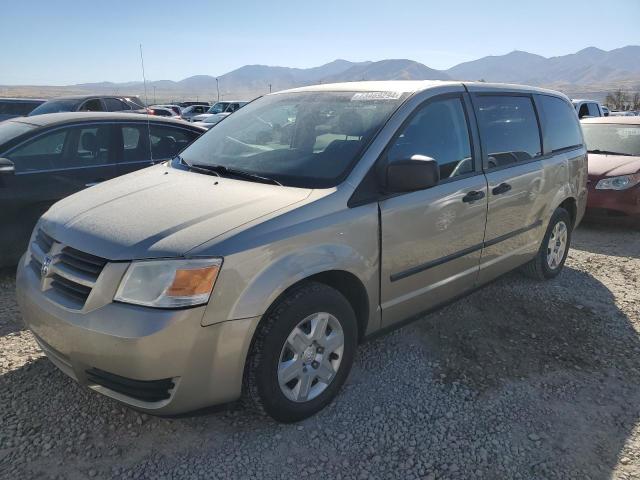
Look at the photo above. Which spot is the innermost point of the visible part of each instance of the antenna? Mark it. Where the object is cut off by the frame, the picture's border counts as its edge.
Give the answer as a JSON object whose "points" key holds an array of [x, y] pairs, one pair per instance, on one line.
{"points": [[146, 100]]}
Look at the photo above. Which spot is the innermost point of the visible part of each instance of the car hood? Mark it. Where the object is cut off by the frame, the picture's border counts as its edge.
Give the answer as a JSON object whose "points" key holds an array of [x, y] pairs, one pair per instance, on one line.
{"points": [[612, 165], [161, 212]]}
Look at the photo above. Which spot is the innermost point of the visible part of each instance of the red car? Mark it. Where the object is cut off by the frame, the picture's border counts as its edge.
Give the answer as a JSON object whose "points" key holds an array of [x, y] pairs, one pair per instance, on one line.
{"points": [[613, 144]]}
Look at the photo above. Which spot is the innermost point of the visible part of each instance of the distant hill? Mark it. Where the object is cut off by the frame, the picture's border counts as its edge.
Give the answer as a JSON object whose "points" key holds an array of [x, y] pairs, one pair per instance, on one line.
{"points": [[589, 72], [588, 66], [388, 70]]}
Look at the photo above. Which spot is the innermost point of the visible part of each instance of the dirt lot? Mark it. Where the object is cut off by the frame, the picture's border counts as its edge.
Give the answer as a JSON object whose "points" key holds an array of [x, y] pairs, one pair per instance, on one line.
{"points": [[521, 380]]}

*****

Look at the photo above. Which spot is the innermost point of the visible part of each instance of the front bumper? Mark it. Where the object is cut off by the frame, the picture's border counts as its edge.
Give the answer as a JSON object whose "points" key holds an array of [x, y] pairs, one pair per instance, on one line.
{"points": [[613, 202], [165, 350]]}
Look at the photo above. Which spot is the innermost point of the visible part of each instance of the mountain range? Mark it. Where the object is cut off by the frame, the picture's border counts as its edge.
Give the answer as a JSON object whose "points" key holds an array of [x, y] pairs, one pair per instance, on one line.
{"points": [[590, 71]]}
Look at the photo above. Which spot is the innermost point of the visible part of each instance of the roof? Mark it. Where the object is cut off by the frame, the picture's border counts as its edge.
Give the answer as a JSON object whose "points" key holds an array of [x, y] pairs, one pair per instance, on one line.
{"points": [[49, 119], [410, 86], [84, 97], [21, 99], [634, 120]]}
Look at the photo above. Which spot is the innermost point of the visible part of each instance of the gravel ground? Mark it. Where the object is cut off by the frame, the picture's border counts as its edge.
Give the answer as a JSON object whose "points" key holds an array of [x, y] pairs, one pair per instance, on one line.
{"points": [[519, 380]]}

*****

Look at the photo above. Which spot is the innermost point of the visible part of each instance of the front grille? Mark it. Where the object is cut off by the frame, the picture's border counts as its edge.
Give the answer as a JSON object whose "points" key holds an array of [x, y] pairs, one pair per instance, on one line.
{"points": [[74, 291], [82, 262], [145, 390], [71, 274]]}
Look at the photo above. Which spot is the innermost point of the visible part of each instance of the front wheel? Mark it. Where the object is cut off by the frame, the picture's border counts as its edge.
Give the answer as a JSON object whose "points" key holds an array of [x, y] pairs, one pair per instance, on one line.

*****

> [REQUIRED WORK] Please count the rows above that contain the string "front", treating uppercase and lowercase letters as different, and reply with the number alone.

> [THE OUTPUT] 3